> **GEKOZEN FRAGMENT**
▼▼▼
In aanvulling hierop zijn en worden in het kader van het wetsvoorstel «Toezicht gelijke kansen bij werving en selectie» diverse activiteiten opgezet om werkgevers te ondersteunen bij het inrichten van discriminatievrije werving en selectieprocedures. Zo is in samenwerking met een groot aantal toonaangevende experts en wetenschappers een overzicht opgeleverd van de belangrijkste werkzame interventies om arbeidsmarktdiscriminatie te verminderen en de diversiteit te vergroten tijdens werving en selectie. De opbrengsten van deze zogenoemde Delphi-studie Stand der Wetenschap Arbeidsmarktdiscriminatie17 zullen gebruikt worden voor de ontwikkeling van een toegankelijk digitaal instrument voor bedrijven. Hierbij zal ook aandacht gegeven worden aan de werving en selectie van stagiaires.

Voorwaarden erkenning leerbedrijven

De motie van het lid Van Baarle verzoekt de regering te bezien of het aanscherpen, dan wel expliciteren, van de voorwaarden voor erkenning van stagebedrijven wat betreft het tegengaan van stagediscriminatie bijdraagt aan de bestrijding hiervan.18 Leerbedrijven worden door SBB erkend op basis van het wettelijk vastgestelde Erkenningsreglement. In het Erkenningsreglement is bepaald dat elke student veilig en gezond moet kunnen werken op zijn of haar stageplek. Dat betekent ook dat er geen sprake mag zijn van discriminatie. SBB hanteert diverse indicatoren voor erkenning ten aanzien van het onderwerp veiligheid. Het (leer)bedrijf moet optreden tegen elke vorm van ongepast gedrag, zoals discriminatie, intimidatie, agressie en pesten. Als SBB signalen of klachten over stagediscriminatie ontvangt, dan doet SBB onafhankelijk onderzoek bij het leerwerkbedrijf, met zorgvuldige hoor en wederhoor. Hierbij worden dan ook de betrokken school en de student bevraagd. Indien discriminatie aantoonbaar wordt vastgesteld, dan trekt SBB de erkenning van het leerbedrijf in. In dat geval mag het bedrijf geen stageplaatsen of leerbanen meer aanbieden aan mbo-studenten.
▲▲▲
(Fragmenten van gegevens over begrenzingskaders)
▼▼▼
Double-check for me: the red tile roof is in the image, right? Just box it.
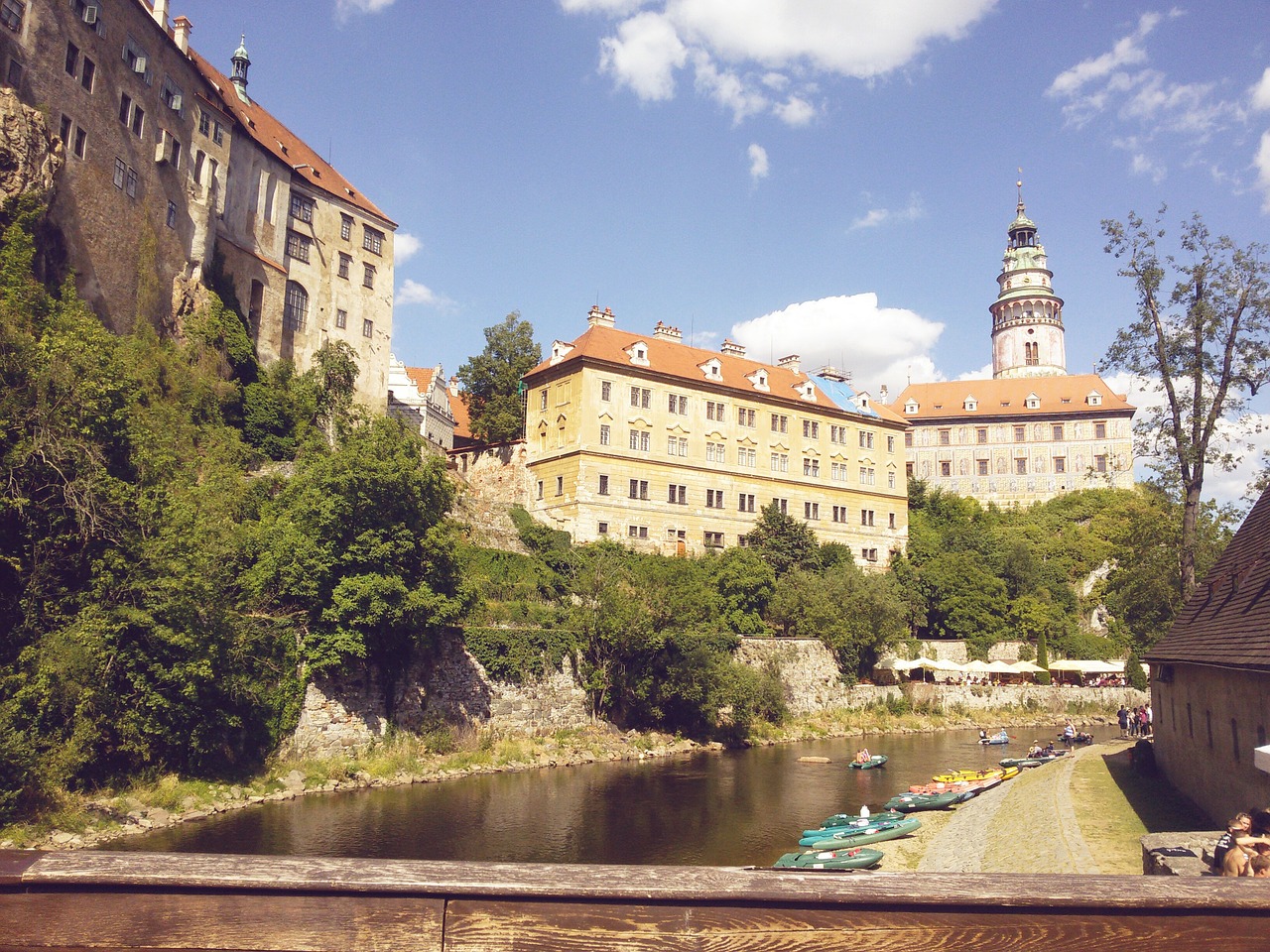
[190,50,396,228]
[525,325,903,422]
[1146,490,1270,671]
[888,373,1137,421]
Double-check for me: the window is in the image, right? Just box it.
[0,0,27,33]
[287,228,313,262]
[282,281,309,330]
[291,191,317,222]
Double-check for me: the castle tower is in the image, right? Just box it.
[988,181,1067,377]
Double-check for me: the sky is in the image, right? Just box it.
[171,0,1270,500]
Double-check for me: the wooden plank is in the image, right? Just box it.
[445,900,1270,952]
[23,851,1270,912]
[0,892,444,952]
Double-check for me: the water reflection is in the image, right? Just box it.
[107,731,1025,866]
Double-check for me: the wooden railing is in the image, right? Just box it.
[0,844,1270,952]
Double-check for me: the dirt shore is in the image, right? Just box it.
[879,739,1146,875]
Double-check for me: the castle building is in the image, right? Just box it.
[890,182,1134,505]
[523,307,908,566]
[0,0,396,409]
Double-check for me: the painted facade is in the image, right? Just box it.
[525,307,908,566]
[890,182,1134,505]
[0,0,396,409]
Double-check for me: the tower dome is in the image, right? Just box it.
[988,181,1067,377]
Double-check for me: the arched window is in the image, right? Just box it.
[282,281,309,330]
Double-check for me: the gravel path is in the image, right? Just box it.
[917,744,1132,874]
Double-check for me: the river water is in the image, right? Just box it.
[105,727,1053,866]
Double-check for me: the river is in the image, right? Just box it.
[104,727,1053,866]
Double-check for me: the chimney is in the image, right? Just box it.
[586,304,616,327]
[172,17,194,54]
[653,321,684,344]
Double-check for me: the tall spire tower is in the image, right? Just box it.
[988,178,1067,377]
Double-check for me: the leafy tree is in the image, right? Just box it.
[457,311,543,443]
[1099,208,1270,599]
▲▲▲
> **OPDRACHT 1**
Kun je het fragment over stagediscriminatie bijwerken door het opnieuw te geven, beginnend bij "In aanvulling hierop" en doorlopend tot en met "selectie van stagiaires.", met "werkgevers" vervangen door "organisaties"?
> **OPDRACHT 2**
Beantwoord deze vragen over het fragment over stagediscriminatie.
(a) Op basis waarvan erkent SBB leerbedrijven?
(b) Waarvoor zullen de opbrengsten van de Delphi-studie worden gebruikt?
(c) Wat mag een bedrijf niet meer doen als SBB de erkenning intrekt?
De lijst heb je hier niet nodig.

> **UITWERKING 1**
In aanvulling hierop zijn en worden in het kader van het wetsvoorstel «Toezicht gelijke kansen bij werving en selectie» diverse activiteiten opgezet om organisaties te ondersteunen bij het inrichten van discriminatievrije werving en selectieprocedures. Zo is in samenwerking met een groot aantal toonaangevende experts en wetenschappers een overzicht opgeleverd van de belangrijkste werkzame interventies om arbeidsmarktdiscriminatie te verminderen en de diversiteit te vergroten tijdens werving en selectie. De opbrengsten van deze zogenoemde Delphi-studie Stand der Wetenschap Arbeidsmarktdiscriminatie17 zullen gebruikt worden voor de ontwikkeling van een toegankelijk digitaal instrument voor bedrijven. Hierbij zal ook aandacht gegeven worden aan de werving en selectie van stagiaires.

> **UITWERKING 2**
(a) Op basis van het wettelijk vastgestelde Erkenningsreglement.
(b) Voor de ontwikkeling van een toegankelijk digitaal instrument voor bedrijven.
(c) Stageplaatsen of leerbanen aanbieden aan mbo-studenten.